## TASK BRIEF
Exactly reproduce the lines from the line that has "shadow on grass." down to the last line of the entries, inclusive.

● ● ●

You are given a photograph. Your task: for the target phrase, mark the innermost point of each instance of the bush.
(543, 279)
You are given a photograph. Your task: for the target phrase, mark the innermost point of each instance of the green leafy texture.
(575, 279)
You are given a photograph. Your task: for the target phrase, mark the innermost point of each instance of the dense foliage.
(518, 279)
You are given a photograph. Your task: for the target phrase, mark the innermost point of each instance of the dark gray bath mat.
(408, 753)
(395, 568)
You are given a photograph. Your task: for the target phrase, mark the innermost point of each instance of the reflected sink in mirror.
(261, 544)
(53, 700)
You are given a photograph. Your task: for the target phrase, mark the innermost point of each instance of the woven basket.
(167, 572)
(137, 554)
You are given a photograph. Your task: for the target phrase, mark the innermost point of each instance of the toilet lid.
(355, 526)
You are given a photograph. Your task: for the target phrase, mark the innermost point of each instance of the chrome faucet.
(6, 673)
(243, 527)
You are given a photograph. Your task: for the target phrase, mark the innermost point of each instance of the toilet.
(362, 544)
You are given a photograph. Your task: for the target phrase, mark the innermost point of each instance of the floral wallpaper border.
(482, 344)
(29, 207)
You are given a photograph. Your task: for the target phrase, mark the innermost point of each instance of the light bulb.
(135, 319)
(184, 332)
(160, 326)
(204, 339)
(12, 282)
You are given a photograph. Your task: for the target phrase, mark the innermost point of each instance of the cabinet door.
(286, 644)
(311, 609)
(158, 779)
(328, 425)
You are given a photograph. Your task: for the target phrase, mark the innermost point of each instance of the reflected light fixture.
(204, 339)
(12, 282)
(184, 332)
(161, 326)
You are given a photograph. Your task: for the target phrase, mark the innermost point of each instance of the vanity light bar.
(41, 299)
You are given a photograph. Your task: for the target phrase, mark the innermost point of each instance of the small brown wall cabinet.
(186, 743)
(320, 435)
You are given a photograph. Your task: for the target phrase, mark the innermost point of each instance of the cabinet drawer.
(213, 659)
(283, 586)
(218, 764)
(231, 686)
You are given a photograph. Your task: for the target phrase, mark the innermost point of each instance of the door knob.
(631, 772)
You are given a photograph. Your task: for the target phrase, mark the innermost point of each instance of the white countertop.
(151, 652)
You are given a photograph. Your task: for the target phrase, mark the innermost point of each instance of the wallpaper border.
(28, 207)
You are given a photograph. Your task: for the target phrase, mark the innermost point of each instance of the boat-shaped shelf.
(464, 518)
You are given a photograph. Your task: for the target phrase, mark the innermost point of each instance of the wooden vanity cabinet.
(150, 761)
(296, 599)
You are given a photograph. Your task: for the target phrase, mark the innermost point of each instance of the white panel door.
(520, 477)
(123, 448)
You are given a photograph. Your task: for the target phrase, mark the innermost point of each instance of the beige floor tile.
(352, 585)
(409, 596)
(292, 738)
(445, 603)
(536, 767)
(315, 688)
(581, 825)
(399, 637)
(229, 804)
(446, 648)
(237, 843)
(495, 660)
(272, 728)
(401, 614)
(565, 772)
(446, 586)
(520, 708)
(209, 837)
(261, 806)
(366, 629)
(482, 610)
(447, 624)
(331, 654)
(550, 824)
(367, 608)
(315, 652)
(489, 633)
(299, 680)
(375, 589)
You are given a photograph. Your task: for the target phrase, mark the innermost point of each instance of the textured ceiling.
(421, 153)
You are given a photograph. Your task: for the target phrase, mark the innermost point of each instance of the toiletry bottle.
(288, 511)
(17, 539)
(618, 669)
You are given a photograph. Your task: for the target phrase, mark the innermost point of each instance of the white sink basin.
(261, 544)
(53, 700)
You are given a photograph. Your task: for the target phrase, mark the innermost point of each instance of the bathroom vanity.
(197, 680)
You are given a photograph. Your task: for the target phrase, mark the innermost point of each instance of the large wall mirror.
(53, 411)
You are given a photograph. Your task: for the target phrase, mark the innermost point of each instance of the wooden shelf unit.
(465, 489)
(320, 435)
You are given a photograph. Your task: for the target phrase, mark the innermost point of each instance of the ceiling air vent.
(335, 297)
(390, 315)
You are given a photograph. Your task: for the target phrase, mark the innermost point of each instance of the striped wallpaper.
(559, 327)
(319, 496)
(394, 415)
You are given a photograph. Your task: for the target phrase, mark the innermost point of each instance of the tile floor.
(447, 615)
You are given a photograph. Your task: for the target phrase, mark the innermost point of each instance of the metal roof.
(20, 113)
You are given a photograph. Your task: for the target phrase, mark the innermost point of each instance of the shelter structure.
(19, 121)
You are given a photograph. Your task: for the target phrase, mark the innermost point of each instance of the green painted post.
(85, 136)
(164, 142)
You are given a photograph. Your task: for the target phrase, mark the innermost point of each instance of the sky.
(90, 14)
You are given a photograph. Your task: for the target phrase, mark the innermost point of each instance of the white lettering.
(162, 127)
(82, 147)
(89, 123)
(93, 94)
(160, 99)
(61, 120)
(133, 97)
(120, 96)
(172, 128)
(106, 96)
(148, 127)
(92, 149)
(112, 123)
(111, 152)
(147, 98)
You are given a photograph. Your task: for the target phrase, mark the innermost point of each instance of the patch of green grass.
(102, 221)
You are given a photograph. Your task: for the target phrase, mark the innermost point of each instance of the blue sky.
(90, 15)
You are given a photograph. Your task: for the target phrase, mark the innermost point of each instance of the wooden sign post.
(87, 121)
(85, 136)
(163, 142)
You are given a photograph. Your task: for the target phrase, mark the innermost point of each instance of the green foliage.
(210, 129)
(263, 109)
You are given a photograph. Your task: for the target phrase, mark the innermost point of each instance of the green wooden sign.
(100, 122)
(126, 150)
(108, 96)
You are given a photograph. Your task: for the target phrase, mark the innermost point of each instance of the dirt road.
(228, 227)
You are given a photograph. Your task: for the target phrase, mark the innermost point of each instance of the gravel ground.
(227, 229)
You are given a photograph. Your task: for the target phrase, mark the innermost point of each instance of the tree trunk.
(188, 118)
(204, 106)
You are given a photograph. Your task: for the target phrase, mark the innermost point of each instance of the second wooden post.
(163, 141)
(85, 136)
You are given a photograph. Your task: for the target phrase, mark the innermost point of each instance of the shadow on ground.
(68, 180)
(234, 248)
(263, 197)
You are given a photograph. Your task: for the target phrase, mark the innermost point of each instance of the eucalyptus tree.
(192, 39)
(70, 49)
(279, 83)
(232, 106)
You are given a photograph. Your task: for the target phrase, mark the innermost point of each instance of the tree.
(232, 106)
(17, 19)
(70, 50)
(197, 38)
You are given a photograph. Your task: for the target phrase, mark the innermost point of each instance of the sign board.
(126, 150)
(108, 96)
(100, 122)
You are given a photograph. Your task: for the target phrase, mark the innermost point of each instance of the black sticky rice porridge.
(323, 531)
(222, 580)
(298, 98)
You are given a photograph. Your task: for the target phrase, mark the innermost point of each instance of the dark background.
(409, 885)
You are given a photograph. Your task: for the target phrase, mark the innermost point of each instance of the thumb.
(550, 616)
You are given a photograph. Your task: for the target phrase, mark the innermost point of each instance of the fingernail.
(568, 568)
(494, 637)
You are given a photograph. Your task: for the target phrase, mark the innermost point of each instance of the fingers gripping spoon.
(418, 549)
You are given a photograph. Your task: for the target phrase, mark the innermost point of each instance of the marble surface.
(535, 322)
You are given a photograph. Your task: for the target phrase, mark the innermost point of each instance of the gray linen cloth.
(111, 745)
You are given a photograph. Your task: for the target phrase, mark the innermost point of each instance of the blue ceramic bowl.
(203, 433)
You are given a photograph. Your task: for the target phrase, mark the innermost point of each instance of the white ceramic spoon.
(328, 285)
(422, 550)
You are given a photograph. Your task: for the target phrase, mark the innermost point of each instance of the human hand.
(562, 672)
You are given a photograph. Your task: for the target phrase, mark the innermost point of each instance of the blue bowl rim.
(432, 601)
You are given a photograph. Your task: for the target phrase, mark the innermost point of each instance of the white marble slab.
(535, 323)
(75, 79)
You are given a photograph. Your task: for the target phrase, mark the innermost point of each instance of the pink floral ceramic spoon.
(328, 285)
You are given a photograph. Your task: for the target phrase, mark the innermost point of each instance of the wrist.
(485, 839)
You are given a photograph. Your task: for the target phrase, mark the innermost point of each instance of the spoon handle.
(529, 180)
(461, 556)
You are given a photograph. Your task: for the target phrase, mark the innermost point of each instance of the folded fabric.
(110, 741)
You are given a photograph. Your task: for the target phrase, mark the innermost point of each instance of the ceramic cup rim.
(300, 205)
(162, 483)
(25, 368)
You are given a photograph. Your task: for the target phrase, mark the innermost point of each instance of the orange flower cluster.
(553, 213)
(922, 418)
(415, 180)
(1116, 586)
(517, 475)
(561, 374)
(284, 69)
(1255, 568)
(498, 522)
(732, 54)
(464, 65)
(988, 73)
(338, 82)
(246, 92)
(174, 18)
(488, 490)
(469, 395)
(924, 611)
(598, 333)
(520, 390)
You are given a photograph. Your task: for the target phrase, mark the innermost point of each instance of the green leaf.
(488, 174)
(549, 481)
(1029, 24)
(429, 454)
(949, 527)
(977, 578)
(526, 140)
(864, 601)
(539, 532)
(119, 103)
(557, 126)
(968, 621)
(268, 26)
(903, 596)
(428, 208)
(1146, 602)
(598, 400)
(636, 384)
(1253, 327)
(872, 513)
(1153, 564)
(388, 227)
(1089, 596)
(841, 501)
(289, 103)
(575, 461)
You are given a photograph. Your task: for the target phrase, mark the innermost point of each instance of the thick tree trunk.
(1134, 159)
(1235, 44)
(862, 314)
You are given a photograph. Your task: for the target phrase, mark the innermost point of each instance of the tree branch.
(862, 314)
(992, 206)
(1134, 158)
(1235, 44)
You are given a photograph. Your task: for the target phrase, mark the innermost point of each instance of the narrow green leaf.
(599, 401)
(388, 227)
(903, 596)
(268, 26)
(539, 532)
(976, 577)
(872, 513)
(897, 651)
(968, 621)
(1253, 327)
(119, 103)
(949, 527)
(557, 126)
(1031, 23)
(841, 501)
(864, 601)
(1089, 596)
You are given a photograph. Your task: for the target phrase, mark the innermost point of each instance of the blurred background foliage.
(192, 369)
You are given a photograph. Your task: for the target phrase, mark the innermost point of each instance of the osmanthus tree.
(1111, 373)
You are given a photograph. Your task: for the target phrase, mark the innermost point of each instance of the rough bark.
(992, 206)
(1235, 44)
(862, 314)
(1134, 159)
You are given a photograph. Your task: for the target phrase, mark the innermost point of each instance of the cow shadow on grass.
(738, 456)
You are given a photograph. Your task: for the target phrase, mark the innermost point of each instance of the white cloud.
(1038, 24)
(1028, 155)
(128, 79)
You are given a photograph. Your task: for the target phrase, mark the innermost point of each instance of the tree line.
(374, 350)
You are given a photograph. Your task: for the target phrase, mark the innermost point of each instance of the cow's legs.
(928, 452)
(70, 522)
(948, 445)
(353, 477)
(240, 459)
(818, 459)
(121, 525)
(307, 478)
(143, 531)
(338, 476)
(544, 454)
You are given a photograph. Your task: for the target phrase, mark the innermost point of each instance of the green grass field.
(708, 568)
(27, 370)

● ● ●

## COMPLETED TASK
You are given a photograph. Your task: for the target phrase, mark the innermost point of each instance of the cow shadow on grass.
(738, 456)
You are given a photograph. Your task: for the target phrase, mark the innermost point of each instance of the white cloud.
(1038, 24)
(1028, 155)
(128, 79)
You are given a photograph. Your task: for the target phrase, mark the innermost point of each instance of the tree line.
(374, 350)
You are given a photograph. Your task: for the target phrase, mark the innermost point of each instance of the cow's legs.
(928, 452)
(70, 522)
(948, 445)
(353, 477)
(240, 459)
(818, 459)
(121, 525)
(307, 478)
(143, 531)
(338, 476)
(544, 454)
You are given a photograph. Your task: for the target phrase, mark the innermost point of each instance of the green grass field.
(708, 568)
(27, 370)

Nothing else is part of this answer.